> _Task objective_
Return the line containing "Please put a marker on the white dishwasher" together with every later line up to the end of the records, exactly and with no pictures; return nothing else.

> _Listed records_
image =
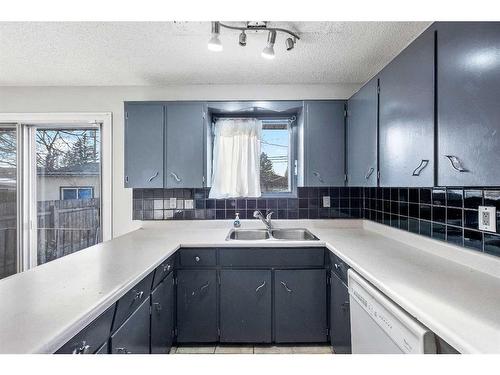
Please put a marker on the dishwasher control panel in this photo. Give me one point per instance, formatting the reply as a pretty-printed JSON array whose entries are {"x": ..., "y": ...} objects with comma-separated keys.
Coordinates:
[{"x": 406, "y": 332}]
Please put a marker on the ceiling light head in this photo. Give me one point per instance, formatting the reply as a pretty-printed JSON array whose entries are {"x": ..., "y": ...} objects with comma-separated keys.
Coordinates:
[
  {"x": 289, "y": 43},
  {"x": 243, "y": 39},
  {"x": 268, "y": 52},
  {"x": 214, "y": 44}
]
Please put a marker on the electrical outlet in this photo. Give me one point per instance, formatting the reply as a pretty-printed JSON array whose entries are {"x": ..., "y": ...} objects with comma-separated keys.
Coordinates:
[
  {"x": 326, "y": 201},
  {"x": 487, "y": 218}
]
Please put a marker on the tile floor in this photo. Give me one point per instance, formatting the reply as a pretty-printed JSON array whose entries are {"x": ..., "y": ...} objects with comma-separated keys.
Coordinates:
[{"x": 250, "y": 349}]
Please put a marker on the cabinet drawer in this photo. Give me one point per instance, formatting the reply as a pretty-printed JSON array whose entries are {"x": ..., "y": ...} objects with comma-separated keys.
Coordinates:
[
  {"x": 132, "y": 300},
  {"x": 197, "y": 257},
  {"x": 163, "y": 270},
  {"x": 92, "y": 337},
  {"x": 133, "y": 336},
  {"x": 272, "y": 257}
]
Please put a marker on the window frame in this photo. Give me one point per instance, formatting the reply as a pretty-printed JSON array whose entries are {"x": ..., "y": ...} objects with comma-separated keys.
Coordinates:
[
  {"x": 293, "y": 147},
  {"x": 77, "y": 188},
  {"x": 27, "y": 251}
]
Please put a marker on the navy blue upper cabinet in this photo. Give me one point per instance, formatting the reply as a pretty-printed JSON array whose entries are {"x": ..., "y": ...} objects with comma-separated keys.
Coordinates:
[
  {"x": 468, "y": 82},
  {"x": 144, "y": 126},
  {"x": 407, "y": 116},
  {"x": 324, "y": 143},
  {"x": 184, "y": 143},
  {"x": 362, "y": 112}
]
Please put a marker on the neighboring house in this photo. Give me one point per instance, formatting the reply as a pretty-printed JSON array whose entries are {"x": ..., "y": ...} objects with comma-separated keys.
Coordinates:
[{"x": 71, "y": 182}]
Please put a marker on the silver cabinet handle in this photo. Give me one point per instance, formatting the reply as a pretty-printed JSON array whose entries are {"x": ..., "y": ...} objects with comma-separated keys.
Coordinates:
[
  {"x": 157, "y": 306},
  {"x": 456, "y": 163},
  {"x": 286, "y": 287},
  {"x": 176, "y": 178},
  {"x": 84, "y": 348},
  {"x": 421, "y": 167},
  {"x": 138, "y": 294},
  {"x": 205, "y": 286},
  {"x": 123, "y": 351},
  {"x": 318, "y": 176},
  {"x": 369, "y": 173},
  {"x": 260, "y": 287},
  {"x": 153, "y": 176}
]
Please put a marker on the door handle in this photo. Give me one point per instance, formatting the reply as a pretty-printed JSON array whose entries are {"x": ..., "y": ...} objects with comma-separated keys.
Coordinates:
[
  {"x": 123, "y": 350},
  {"x": 421, "y": 167},
  {"x": 260, "y": 287},
  {"x": 175, "y": 176},
  {"x": 157, "y": 306},
  {"x": 369, "y": 173},
  {"x": 318, "y": 176},
  {"x": 456, "y": 163},
  {"x": 286, "y": 287},
  {"x": 138, "y": 294},
  {"x": 153, "y": 176}
]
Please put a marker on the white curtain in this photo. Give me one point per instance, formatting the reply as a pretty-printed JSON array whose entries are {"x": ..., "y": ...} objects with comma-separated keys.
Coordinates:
[{"x": 236, "y": 163}]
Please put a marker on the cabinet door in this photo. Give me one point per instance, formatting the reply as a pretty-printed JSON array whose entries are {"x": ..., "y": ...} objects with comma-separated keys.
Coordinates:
[
  {"x": 468, "y": 82},
  {"x": 407, "y": 116},
  {"x": 324, "y": 143},
  {"x": 133, "y": 336},
  {"x": 362, "y": 109},
  {"x": 197, "y": 306},
  {"x": 340, "y": 324},
  {"x": 184, "y": 145},
  {"x": 245, "y": 306},
  {"x": 300, "y": 305},
  {"x": 144, "y": 124},
  {"x": 162, "y": 316}
]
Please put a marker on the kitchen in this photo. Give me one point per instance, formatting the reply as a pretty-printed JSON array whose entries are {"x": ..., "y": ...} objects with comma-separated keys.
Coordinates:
[{"x": 208, "y": 209}]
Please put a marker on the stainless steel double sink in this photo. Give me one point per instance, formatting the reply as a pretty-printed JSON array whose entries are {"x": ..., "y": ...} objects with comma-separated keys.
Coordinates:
[{"x": 284, "y": 234}]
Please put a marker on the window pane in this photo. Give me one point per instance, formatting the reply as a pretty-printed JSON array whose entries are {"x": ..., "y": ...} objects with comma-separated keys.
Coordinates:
[
  {"x": 274, "y": 160},
  {"x": 8, "y": 204},
  {"x": 85, "y": 193},
  {"x": 69, "y": 194},
  {"x": 66, "y": 160}
]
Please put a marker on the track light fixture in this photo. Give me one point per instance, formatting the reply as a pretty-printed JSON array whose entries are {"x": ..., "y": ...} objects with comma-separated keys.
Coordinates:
[
  {"x": 214, "y": 44},
  {"x": 268, "y": 52},
  {"x": 243, "y": 39}
]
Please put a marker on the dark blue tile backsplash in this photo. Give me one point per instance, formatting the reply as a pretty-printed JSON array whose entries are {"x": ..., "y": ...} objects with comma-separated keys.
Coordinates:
[
  {"x": 445, "y": 214},
  {"x": 189, "y": 204}
]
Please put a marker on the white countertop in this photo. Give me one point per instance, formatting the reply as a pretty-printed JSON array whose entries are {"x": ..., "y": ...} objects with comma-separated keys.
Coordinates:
[{"x": 453, "y": 291}]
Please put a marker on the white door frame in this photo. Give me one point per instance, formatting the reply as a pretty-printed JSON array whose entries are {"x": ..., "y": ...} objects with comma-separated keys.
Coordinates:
[{"x": 28, "y": 253}]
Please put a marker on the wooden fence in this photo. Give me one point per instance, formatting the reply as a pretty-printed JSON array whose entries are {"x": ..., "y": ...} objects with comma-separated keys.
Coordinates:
[{"x": 63, "y": 227}]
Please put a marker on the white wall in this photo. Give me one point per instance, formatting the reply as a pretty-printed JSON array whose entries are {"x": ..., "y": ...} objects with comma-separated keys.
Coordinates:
[{"x": 110, "y": 99}]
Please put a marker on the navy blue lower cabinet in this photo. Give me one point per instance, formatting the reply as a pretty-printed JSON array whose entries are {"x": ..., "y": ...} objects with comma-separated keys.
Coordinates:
[
  {"x": 103, "y": 349},
  {"x": 300, "y": 301},
  {"x": 245, "y": 306},
  {"x": 162, "y": 316},
  {"x": 133, "y": 336},
  {"x": 197, "y": 306},
  {"x": 340, "y": 324}
]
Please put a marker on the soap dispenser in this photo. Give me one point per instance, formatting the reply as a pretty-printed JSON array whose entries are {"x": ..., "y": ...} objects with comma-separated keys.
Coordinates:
[{"x": 236, "y": 222}]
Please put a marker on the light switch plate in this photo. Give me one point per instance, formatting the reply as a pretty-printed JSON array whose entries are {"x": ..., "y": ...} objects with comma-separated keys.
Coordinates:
[
  {"x": 326, "y": 201},
  {"x": 173, "y": 202},
  {"x": 487, "y": 218}
]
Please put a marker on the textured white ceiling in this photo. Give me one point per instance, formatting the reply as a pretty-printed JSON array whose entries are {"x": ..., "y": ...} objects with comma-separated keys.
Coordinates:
[{"x": 164, "y": 53}]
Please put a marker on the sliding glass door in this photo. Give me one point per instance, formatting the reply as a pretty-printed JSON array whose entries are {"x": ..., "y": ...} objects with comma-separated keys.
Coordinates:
[
  {"x": 68, "y": 187},
  {"x": 55, "y": 208},
  {"x": 8, "y": 201}
]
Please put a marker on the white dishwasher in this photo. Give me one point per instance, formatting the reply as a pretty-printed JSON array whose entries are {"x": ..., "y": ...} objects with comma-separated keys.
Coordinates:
[{"x": 379, "y": 326}]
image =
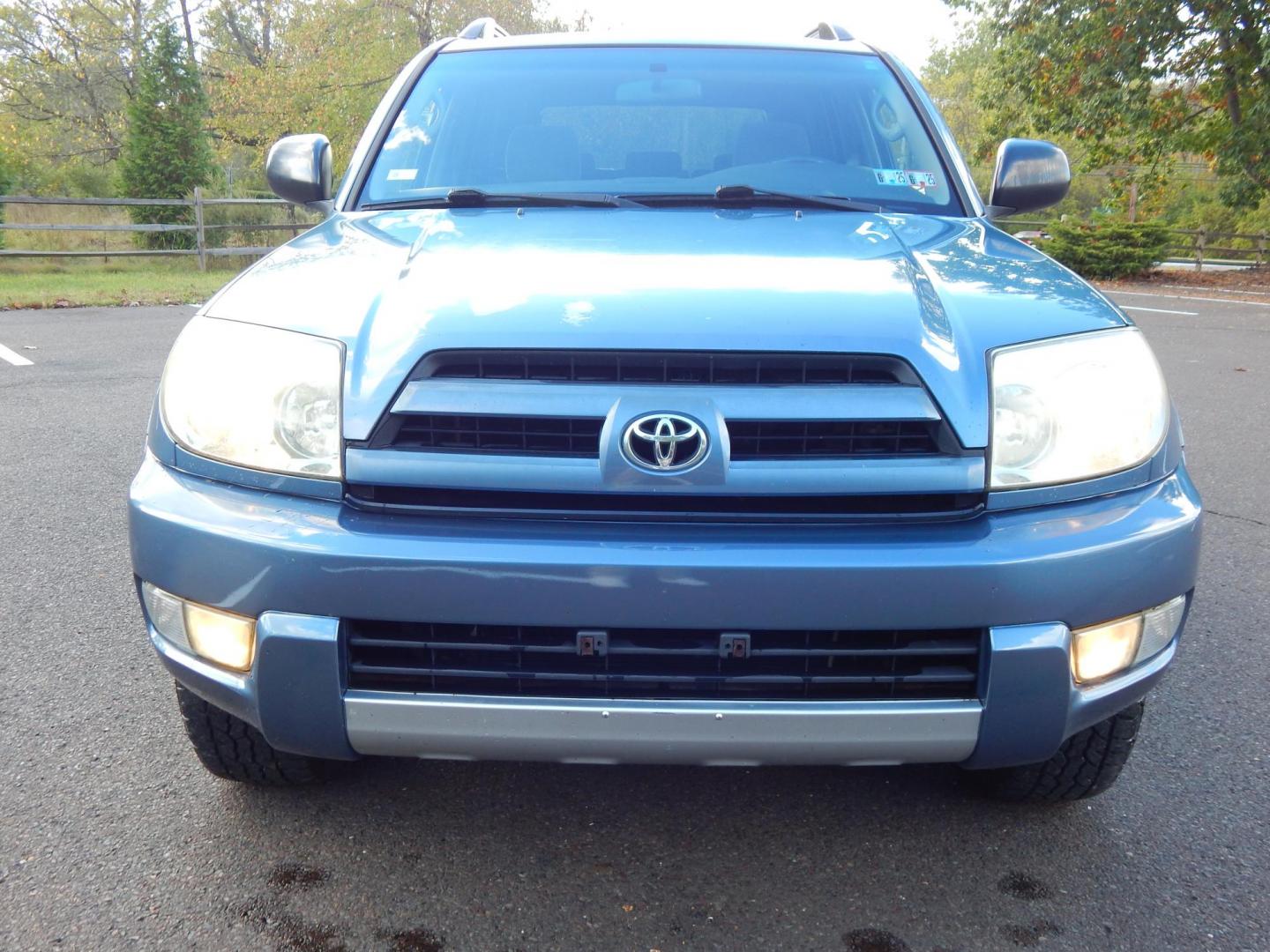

> _Answer section_
Please put a marker on the white dishwasher in this photo. Give me one point per instance, formatting the reply as a pretty-printed JSON array whose entries are {"x": ..., "y": ...} objects with comma-separated keys.
Coordinates:
[{"x": 379, "y": 326}]
image =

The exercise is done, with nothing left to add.